__Exercises__
**1.** Answer these questions about the premature birth article:
(a) At which institution did the scientists develop the test?
(b) How does the article define preterm delivery?
(c) How many pregnant women did the investigators look at?
**2.** Carry on the premature birth article from where it stops.
**** Text
Predicting Premature Birth
September 18, 2012

Test Predicts Premature Births for Pregnant Females

Connie K. Ho for — Your Universe Online

Scientists from Sahlgrenska Academy at the University of Gothenburg, Sweden recently developed a test that can help predict whether a pregnant female could give birth prematurely, paving the way for the development of new options to prevent premature baby births.

With this study, the researchers believe that the findings are particularly helpful in determining the serious complications that may arise before the birth of babies. In particular, the test examined pregnant woman with preterm contractions, estimating whether or not these females would give birth seven days after the contractions. The findings, published in the British Journal of Obstetrics and Gynaecology, will help in the care for premature babies.

"To have time to give the woman cortisone, which speeds up the development of the fetal lungs, it is common practice to delay the delivery by a couple of days with the help of tocolytic treatment. Being able to predict if a woman who comes to the hospital with preterm contractions will actually give birth early and thereby requires follow-up and possible treatment is therefore very important," noted researcher Panagiotis Tsiartas, a specialist at the Obstetrical and Gynecological Clinic at Sahlgrenska University Hospital, in a prepared statement.

Preterm delivery, which is birth before the full 37 weeks, is currently one of the biggest issues in perinatal medicine. Researchers believe that early delivery can cause short-term and long-term harm to the child. As such, the team of investigators looked at a group of 142 pregnant women who arrived at Sahlgrenska University hospital between 1995 and 2005 with early contractions but no rupturing of the membranes.

The test was inspired by a newly created blood test that analyzes two specific proteins in the woman´s blood along with an exam that looks at an ultrasound to determine the cervix length of the mother.
********
**** Information provided
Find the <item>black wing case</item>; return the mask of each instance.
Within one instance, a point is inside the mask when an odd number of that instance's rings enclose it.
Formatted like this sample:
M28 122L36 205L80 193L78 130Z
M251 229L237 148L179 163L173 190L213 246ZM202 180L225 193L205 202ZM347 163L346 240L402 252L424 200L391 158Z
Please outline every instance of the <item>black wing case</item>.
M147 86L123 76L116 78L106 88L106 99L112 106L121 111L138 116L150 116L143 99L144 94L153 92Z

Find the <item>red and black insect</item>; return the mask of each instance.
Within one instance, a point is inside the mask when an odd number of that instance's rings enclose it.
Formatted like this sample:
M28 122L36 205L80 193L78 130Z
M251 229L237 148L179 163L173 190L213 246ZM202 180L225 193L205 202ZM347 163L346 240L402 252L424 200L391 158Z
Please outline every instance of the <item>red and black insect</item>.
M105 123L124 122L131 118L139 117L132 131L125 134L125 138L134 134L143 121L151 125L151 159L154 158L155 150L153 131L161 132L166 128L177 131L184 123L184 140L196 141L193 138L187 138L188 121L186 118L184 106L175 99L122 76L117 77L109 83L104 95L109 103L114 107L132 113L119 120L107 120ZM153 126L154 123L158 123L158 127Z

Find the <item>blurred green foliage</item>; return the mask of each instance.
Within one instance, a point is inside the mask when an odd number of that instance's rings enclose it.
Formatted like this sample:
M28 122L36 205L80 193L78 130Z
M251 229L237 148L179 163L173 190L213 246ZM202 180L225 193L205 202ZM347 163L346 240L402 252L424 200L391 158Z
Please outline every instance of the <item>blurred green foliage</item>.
********
__Results of the exercise__
**1.**
(a) Sahlgrenska Academy at the University of Gothenburg, Sweden
(b) Birth before the full 37 weeks
(c) 142

**2.**
“A combination of maternal serum proteins and cervical length constituted the best prediction model, and would help determine whether women with threatened preterm labor are likely to deliver within 7 days of measurement,” wrote the researchers in the article.

Based on the findings, the scientists were able to design a test that could estimate whether a female would give birth within seven days of having contractions.

"Statistically, the method can predict with 75 to 80 percent accuracy if a woman will give birth early," remarked Tsiartas in the statement. "We will need to conduct further studies before the method can be used in full, but if the results of these studies are good, the test will hopefully lead to new types of treatments to prevent premature birth and treat the serious complications resulting from it.”

According to the Scope Blog by the Stanford School of Medicine, each year, approximately 15 million babies are born prematurely in the world. Important growth and development happens throughout the stages of pregnancy. Those who are born earlier than the full 37 weeks have a higher chance of having health risks like breathing and respiratory problems, cerebral palsy, difficulty with vision and hearing, feeding and digestive issues, as well as intellectual disabilities.